**Problem**.
Rewrite every one of the records below, replacing each occurrence of "even-odd fill rule" with "nonzero winding rule". Keep everything else the same.

[Boundary labeling items]
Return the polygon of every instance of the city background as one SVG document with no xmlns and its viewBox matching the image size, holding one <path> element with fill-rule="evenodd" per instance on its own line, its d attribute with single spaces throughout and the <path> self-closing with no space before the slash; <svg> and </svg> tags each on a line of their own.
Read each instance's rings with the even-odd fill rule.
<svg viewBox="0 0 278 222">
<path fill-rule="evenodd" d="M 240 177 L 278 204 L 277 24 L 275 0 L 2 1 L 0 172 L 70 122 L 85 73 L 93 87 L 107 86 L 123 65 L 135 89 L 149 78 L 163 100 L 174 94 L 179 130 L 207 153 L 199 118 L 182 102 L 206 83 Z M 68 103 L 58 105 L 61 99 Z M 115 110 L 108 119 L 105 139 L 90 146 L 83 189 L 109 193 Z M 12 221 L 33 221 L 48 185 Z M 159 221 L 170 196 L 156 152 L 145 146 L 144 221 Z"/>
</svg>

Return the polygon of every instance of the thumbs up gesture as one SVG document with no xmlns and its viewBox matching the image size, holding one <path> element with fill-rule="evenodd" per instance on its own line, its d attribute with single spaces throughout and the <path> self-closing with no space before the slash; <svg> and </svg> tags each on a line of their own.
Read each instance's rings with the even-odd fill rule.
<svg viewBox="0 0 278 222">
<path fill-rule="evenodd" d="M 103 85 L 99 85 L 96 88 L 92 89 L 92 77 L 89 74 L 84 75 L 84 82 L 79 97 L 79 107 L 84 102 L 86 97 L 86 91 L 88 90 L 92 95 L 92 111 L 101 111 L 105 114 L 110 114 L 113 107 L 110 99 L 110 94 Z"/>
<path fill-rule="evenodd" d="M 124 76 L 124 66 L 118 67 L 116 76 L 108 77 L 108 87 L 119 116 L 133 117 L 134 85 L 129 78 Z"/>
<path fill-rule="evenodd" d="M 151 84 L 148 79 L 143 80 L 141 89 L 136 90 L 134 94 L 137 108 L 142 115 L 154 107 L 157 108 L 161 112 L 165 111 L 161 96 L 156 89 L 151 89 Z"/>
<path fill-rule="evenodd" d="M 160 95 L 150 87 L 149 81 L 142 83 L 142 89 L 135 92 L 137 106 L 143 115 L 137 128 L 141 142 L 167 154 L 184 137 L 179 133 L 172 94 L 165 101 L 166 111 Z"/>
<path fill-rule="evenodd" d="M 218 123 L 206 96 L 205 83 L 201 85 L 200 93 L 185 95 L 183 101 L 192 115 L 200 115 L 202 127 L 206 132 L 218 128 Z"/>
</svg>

**Answer**.
Return the polygon of every instance of the city background as one SVG document with no xmlns and its viewBox matching the image size, holding one <path> element with fill-rule="evenodd" per instance on its own line, its d attribute with single spaces throughout and the <path> self-closing with no space before the slash; <svg> and </svg> tags each on a line of their own.
Read each instance's rings with the nonzero winding rule.
<svg viewBox="0 0 278 222">
<path fill-rule="evenodd" d="M 240 177 L 278 204 L 277 24 L 275 0 L 2 1 L 0 172 L 70 122 L 85 73 L 93 87 L 107 86 L 123 65 L 135 89 L 149 78 L 163 100 L 174 94 L 179 130 L 207 153 L 199 118 L 182 102 L 206 83 Z M 68 103 L 58 105 L 61 99 Z M 115 110 L 108 119 L 105 139 L 90 146 L 83 189 L 109 193 Z M 12 221 L 33 221 L 48 185 Z M 159 221 L 170 196 L 156 152 L 145 146 L 144 221 Z"/>
</svg>

Return the polygon of every instance of the thumbs up gesture as one SVG document with no xmlns and its viewBox matching the image size, holding one <path> element with fill-rule="evenodd" per instance on its own line, its d attribute with single spaces throughout and the <path> self-closing with no space before the slash; <svg> and </svg> tags each on a line of their own.
Read each instance's rings with the nonzero winding rule.
<svg viewBox="0 0 278 222">
<path fill-rule="evenodd" d="M 103 85 L 99 85 L 96 88 L 92 89 L 92 77 L 89 74 L 84 75 L 84 82 L 79 97 L 79 107 L 84 102 L 86 97 L 86 91 L 88 90 L 92 95 L 92 111 L 101 111 L 105 114 L 110 114 L 113 107 L 110 99 L 110 94 Z"/>
<path fill-rule="evenodd" d="M 124 76 L 124 66 L 118 67 L 116 76 L 108 77 L 108 87 L 119 116 L 133 117 L 134 85 L 129 78 Z"/>
<path fill-rule="evenodd" d="M 151 84 L 148 79 L 143 80 L 141 89 L 136 90 L 134 94 L 137 108 L 142 115 L 154 107 L 157 108 L 161 112 L 165 111 L 161 96 L 156 89 L 151 89 Z"/>
<path fill-rule="evenodd" d="M 160 95 L 150 87 L 149 81 L 142 83 L 142 89 L 135 92 L 137 106 L 143 115 L 137 128 L 141 142 L 167 154 L 184 137 L 179 133 L 172 94 L 165 101 L 166 111 Z"/>
<path fill-rule="evenodd" d="M 218 123 L 206 96 L 205 83 L 201 85 L 200 93 L 185 95 L 183 101 L 192 115 L 200 115 L 202 127 L 206 132 L 218 128 Z"/>
</svg>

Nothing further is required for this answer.